TEXT BLOCK:
========================================================================
UV-Vis Spectroscopy. Five diaspore samples (Dia-006-a, Dia-006-b, Dia-006-c, Dia-Bur-001, and Dia-Bur-002) were prepared as well-polished, oriented wafers with various thicknesses. UV-Vis spectra were collected with a Perkin-Elmer Lambda 650 UV-Vis spectrophotometer equipped with mercury and tungsten light sources and photomultiplier tube (PMT) detectors installed in an integrating sphere. The spectra were collected at the Gemological Institute, China University of Geosciences in Wuhan. Polarized spectra were collected in the 300–800 nm range with 1 nm spectral resolution at a scan speed of 267 nm/min. The spectral baseline was corrected by subtracting spectral offsets at or beyond 800 nm, where the chromophores’ features were insignificant or nonexistent.


Chemical Analysis. Table 2 shows the chemical composition (expressed in ppma) of two diaspore samples from Turkey (Dia-006, Dia-008) and two from Myanmar (Dia-Bur-001, Dia-Bur-002). We concluded that the Burmese samples contained more Cr, while the Turkish diaspore had a higher Fe content. However, the V content of the Burmese samples was higher than that of the Turkish samples, especially in Dia-Bur-002 (358 ppma).
========================================================================
DATA FOR ANALYSIS:
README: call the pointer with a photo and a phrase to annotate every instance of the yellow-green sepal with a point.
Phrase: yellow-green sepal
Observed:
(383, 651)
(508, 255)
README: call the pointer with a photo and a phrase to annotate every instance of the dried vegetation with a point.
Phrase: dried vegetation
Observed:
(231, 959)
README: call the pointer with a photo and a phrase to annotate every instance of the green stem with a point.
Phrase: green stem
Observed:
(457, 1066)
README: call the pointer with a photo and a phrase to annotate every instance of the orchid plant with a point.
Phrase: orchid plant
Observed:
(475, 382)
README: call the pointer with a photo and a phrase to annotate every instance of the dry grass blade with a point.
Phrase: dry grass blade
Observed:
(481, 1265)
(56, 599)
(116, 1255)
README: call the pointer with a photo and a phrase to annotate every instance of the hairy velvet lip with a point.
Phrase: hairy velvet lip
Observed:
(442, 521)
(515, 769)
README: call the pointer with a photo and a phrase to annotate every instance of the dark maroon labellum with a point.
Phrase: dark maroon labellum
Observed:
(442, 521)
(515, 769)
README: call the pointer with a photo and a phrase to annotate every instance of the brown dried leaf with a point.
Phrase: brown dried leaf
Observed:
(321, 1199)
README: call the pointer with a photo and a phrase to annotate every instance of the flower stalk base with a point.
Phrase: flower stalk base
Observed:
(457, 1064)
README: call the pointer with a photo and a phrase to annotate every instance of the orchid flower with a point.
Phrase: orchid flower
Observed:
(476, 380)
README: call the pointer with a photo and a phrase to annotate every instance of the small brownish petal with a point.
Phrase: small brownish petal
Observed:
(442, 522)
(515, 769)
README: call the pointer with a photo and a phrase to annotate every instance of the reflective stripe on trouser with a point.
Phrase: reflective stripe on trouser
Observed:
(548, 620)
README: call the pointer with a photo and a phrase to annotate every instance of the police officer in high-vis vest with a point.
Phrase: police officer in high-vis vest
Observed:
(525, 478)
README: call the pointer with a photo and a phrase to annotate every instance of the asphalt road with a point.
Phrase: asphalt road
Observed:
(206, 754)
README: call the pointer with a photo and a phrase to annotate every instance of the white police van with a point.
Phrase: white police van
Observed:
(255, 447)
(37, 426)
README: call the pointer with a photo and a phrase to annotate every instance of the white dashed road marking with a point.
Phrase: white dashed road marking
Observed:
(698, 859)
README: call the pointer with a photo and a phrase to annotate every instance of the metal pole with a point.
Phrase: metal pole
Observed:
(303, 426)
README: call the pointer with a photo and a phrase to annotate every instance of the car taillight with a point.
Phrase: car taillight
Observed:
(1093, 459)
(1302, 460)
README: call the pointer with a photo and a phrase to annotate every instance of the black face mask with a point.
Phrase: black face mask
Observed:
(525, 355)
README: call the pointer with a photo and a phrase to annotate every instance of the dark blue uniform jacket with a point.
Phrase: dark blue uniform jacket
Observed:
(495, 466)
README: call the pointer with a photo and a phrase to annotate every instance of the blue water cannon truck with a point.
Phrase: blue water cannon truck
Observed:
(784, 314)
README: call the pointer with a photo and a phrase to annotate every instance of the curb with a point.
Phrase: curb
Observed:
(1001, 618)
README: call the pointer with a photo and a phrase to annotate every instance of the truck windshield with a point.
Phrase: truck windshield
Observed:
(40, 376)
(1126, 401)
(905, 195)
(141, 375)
========================================================================
INSTRUCTIONS FOR THE TASK: Continue the text on diaspore samples above, picking up after its final sentence about V content.

ANSWER TO THIS TASK:
Raman Spectroscopy. Unlike Turkish diaspore, Burmese material often occurs as thin crystals that are difficult to orient by crystal growth characteristics. However, Raman vibration is closely related to crystal direction (see http://rruff.info/diaspore/display=default/R060287). By comparing the Raman spectra of the diaspore from Myanmar with the oriented sample from Turkey, the Burmese diaspore could be oriented properly. Raman spectra of both the Burmese and Turkish diaspore were collected in the 100–1400 cm–1 range.

According to previous research by Ruan et al. (2001) and San Juan-Farfán et al. (2011), the band at 154 cm–1 is assigned by the rotation of two edge-shared AlO6 octahedra around the c-axis. The most intense peak, at 447 cm–1, is related to Al-O symmetric stretching modes, which means the different polarization direction of the laser has little impact on this peak. Therefore, we normalized the peak intensity at 447 cm–1 and compared the intensity at 154 cm–1. When the polarization direction of the injected laser is parallel to the c-axis, the intensity of the 154 cm–1 peak is much stronger than those that run parallel to the b-axis and a-axis (see note on figure 3). Based on figure 4, we can accurately diagnose the crystal orientation by Raman vibration (154 cm–1). The Burmese diaspore wafers were manufactured perpendicular to the b-axis based on perfect cleavage along the {010} direction. Hence, we can consider the long side of the wafer parallel to the c-axis, and the short side parallel to the a-axis.

Raman spectra of Turkish diaspore
Figure 3. The Raman spectra of the Turkish diaspore, with the polarization direction of the injected laser parallel to the c-axis (blue trace), the b-axis (orange trace), and the a-axis (green trace).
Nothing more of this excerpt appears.